■ **Given passage**
--

To model rockfall trajectories in general, three-dimensional terrain, we apply non-smooth mechanics coupled with hard contact laws. The non-smooth approach requires two coordinate systems to model non-spherical (polyhedral) rockfalls on a three-dimensional terrain. The first one is the global, inertial-frame I, which is anchored at the origin O of the simulated system, usually given by coordinate system of the digital elevation model.


The equation of motion can be summarised as follows:

\(\left\{\begin{array}{c}M \dot{u} - h\left(q,u,t\right) &=& W(q)\lambda \\ M &=& \left[\begin{matrix} M_{\Lambda}I_{3\times3} & 0_{3\times3} \\ 0_{3\times3} & \theta_{S}^{K}\end{matrix}\right] \\ h(q,u, t) &=& \left(F_{g}^{I} + F_{g}^{I} -\Omega^{K} \times \theta_{S}^{K}\Omega^{K} \right)^T \end{array}\right.\)

--

■ **Entries shown**
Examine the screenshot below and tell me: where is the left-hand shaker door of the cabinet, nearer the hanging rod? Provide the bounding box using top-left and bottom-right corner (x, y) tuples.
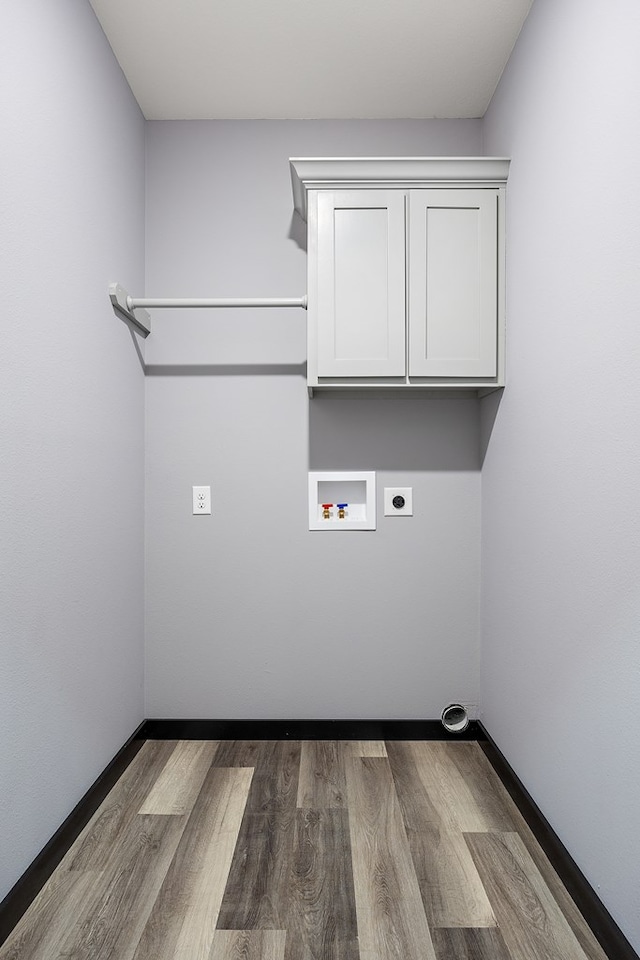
(317, 190), (406, 377)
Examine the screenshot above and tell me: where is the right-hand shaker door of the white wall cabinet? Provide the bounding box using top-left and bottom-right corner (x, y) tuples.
(409, 190), (498, 377)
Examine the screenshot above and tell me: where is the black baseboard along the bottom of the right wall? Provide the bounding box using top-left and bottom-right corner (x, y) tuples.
(478, 723), (640, 960)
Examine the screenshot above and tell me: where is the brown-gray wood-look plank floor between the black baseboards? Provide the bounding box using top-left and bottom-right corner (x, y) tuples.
(0, 740), (606, 960)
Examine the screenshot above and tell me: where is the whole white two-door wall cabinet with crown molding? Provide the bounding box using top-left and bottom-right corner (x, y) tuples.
(291, 158), (509, 392)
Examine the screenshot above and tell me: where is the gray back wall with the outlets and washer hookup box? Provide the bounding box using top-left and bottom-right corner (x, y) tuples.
(146, 121), (480, 717)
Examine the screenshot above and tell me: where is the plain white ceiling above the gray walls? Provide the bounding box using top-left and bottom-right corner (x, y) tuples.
(90, 0), (532, 120)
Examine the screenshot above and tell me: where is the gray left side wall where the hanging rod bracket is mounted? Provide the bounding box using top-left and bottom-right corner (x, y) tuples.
(0, 0), (144, 898)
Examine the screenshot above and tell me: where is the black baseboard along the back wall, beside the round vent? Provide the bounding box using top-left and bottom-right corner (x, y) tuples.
(141, 720), (484, 740)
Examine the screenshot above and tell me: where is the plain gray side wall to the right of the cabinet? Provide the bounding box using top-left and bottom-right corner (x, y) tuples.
(482, 0), (640, 949)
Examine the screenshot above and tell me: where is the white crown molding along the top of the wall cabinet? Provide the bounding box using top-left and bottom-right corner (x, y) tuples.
(289, 157), (511, 220)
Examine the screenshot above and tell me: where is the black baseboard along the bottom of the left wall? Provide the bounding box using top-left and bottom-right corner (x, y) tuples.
(0, 723), (144, 944)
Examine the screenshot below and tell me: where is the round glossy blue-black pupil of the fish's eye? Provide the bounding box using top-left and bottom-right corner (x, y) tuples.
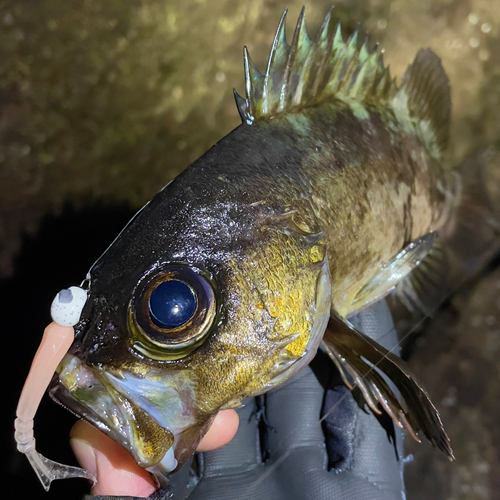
(149, 280), (196, 329)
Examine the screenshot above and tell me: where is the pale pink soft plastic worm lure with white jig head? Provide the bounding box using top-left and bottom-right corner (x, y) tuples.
(14, 287), (97, 491)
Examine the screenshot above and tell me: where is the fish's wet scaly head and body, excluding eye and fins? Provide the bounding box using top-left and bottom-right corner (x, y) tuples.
(47, 11), (468, 471)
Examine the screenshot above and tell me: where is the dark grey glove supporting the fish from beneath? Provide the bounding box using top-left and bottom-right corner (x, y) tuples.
(166, 301), (404, 500)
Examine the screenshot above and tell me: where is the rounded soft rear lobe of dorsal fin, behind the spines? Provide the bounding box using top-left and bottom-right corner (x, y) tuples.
(391, 49), (451, 158)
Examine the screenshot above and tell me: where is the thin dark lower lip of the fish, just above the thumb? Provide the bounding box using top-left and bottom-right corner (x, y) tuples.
(48, 373), (131, 450)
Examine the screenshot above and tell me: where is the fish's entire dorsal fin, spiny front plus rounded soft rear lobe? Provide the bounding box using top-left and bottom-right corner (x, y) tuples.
(235, 8), (451, 158)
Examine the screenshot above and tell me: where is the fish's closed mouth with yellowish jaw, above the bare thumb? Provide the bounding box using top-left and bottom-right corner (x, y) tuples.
(49, 354), (177, 472)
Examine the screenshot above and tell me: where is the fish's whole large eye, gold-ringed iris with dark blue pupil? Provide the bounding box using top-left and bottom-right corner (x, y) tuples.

--

■ **Exercise set**
- 1) Rewrite the paragraph of the rockfall modeling passage that begins "To model rockfall trajectories in general" as a short bulleted list that keeps its main facts.
- 2) List the four block entries of the matrix M in the rockfall modeling passage, naming the position of each.
- 3) Extend the passage on rockfall trajectory modeling, beginning after the equation of motion at its end.

■ **Exercise responses**
- 1)
- Rockfall trajectories on general three-dimensional terrain are modeled with non-smooth mechanics and hard contact laws.
- Modeling non-spherical (polyhedral) rockfalls this way requires two coordinate systems.
- The first is the global inertial frame I, anchored at the origin O of the simulated system.
- That origin is usually given by the coordinate system of the digital elevation model.

- 2)
- Top left: M_Λ I_(3×3)
- Top right: 0_(3×3)
- Bottom left: 0_(3×3)
- Bottom right: θ_S^K

- 3)
where λ is the contact force vector applying at the rock’s geometrical boundary, \(W(q)\) is the so-called matrix of generalised force directions transferring all the λ elements from the rock boundary to the force and torque at the rock centre of mass, and \(h(q, u, t)\) is the term containing the external damping force and the gyroscopic force generated by the non-spherical rock rotation. The above equation needs to be solved iteratively using time-stepping schemes (Studer et al. 2008). 

Numerically, a contact is detected when at least one boundary point (vertex) of the rock ‘penetrates’ into the surface of terrain defined by the digital elevation model (Leine et al., 2014), generating an effective overlap or a negative gap  G  measured along  \(e_{Z}^{I}\) every contact point, a local contact frame  C  constructed within the frame specifying the contact normal and tangential directions, such that the contact forces are decomposed onto these directions. In the contact normal direction, the Signorini condition correlates the normal contact force  \(\lambda_{N}\)  and the gap function  G  following:

\(0 \leqslant \lambda_N \perp G \geqslant 0\)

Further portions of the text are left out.